Seward read a letter
in relation to St. Domingo matters, to which I for some cause did not give that
attention which its importance demanded. After he had read it Stanton suggested
that one expression was too strong, he thought. Seward appealed to me. I asked
to have the passage reread, and concurred with Stanton that more cautious
language should be used.
Stanton says there
is to be a large reduction of the force which is moving against the Indians;
that by the 1st of October the force will be about 6000; that large supplies
have gone on, but they can be diverted or deflected to New Mexico and other
points, so that they will not be lost.

━━━━━━━━━━━━━━━━

* Work to be completed
Write what comes next in the passage about Seward's St. Domingo letter and Stanton's report on reducing the force moving against the Indians, starting after its final sentence.

* Records

━━━━━━━━━━━━━━━━

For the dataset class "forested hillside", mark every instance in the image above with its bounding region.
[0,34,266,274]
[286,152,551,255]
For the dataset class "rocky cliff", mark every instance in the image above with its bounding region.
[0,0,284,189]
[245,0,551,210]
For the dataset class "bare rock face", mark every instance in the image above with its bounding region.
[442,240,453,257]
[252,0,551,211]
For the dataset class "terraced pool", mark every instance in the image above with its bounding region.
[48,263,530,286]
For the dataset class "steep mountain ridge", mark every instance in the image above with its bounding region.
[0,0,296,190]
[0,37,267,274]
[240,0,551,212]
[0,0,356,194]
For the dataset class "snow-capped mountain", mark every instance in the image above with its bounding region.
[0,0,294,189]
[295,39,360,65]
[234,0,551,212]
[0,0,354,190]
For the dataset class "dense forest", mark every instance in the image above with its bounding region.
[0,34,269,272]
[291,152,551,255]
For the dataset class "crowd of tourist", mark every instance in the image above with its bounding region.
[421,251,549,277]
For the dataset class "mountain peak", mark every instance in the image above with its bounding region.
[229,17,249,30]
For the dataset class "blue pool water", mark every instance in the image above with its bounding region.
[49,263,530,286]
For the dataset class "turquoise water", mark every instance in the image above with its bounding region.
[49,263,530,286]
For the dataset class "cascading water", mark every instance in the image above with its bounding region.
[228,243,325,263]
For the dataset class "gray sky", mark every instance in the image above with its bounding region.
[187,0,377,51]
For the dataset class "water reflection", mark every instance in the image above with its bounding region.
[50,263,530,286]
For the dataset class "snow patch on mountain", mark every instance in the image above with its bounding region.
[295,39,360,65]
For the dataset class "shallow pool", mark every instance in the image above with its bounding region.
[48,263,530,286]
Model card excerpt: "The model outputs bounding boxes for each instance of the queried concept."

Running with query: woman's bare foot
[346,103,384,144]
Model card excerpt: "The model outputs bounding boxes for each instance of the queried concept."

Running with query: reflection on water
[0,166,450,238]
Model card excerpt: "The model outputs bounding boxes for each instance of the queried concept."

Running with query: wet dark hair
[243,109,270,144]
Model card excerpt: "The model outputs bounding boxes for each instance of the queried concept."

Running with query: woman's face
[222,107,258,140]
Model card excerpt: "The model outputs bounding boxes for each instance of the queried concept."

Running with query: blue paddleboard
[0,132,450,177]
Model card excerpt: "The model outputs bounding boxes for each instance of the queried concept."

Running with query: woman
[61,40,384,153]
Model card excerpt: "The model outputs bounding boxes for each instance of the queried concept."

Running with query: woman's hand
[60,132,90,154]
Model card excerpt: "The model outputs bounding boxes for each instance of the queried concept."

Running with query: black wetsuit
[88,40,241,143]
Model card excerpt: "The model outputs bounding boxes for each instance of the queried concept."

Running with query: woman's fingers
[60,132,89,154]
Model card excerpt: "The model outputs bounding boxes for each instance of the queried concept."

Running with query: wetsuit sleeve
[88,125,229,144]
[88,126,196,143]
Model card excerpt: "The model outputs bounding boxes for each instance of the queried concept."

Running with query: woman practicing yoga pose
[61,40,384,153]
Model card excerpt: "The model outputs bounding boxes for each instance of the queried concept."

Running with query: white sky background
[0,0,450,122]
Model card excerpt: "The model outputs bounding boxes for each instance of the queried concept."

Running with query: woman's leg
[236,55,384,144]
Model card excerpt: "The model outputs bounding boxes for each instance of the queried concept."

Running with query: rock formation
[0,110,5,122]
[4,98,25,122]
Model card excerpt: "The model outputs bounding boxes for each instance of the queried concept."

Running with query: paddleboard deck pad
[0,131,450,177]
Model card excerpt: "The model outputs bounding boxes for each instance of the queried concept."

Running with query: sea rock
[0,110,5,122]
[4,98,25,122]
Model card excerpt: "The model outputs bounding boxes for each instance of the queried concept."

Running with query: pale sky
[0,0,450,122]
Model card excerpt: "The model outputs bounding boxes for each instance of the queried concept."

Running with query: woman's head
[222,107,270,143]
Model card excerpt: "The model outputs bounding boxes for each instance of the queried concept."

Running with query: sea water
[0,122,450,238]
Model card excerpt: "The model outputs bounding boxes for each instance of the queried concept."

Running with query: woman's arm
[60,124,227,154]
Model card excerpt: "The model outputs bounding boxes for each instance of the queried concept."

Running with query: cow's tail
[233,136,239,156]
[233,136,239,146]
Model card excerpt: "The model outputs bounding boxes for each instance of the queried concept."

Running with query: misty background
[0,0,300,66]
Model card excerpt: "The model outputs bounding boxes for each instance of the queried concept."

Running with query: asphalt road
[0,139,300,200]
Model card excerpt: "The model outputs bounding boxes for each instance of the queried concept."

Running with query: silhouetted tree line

━━━━━━━━━━━━━━━━

* Task result
This whole
proceeding is anything but commendable in the War Department. Stanton professes
not to have been informed on the subject, and yet takes credit for doing
something in the direction of reduction. When questioned, however, he gets
behind Grant or Pope or some military officer. An army of twenty-two thousand
and a winter campaign, which he said would cost certainly not less than fifty
million and very likely eighty or one hundred million, are arranged, a great
Indian war is upon us, but the Secretary of War is, or professes to be, wholly
ignorant in regard to it, and of course every member of the Administration is
uninformed. If Stanton is as ignorant as he professes, it is disgraceful and
ominous, and it is not less so if he is not ignorant. There are some things
which make me suspicious that he is not as uninformed and ignorant as he
pretends. This matter of supplies, so ruinously expensive, is popular on the
frontiers, with Lane and others in Kansas. I have seen enough of Stanton to
know that he is reckless of the public money in fortifying himself personally.
These great contracts for supplies and transportation must have been known to
him. How far Grant, whom he does not like, has acted independently of him is a
question.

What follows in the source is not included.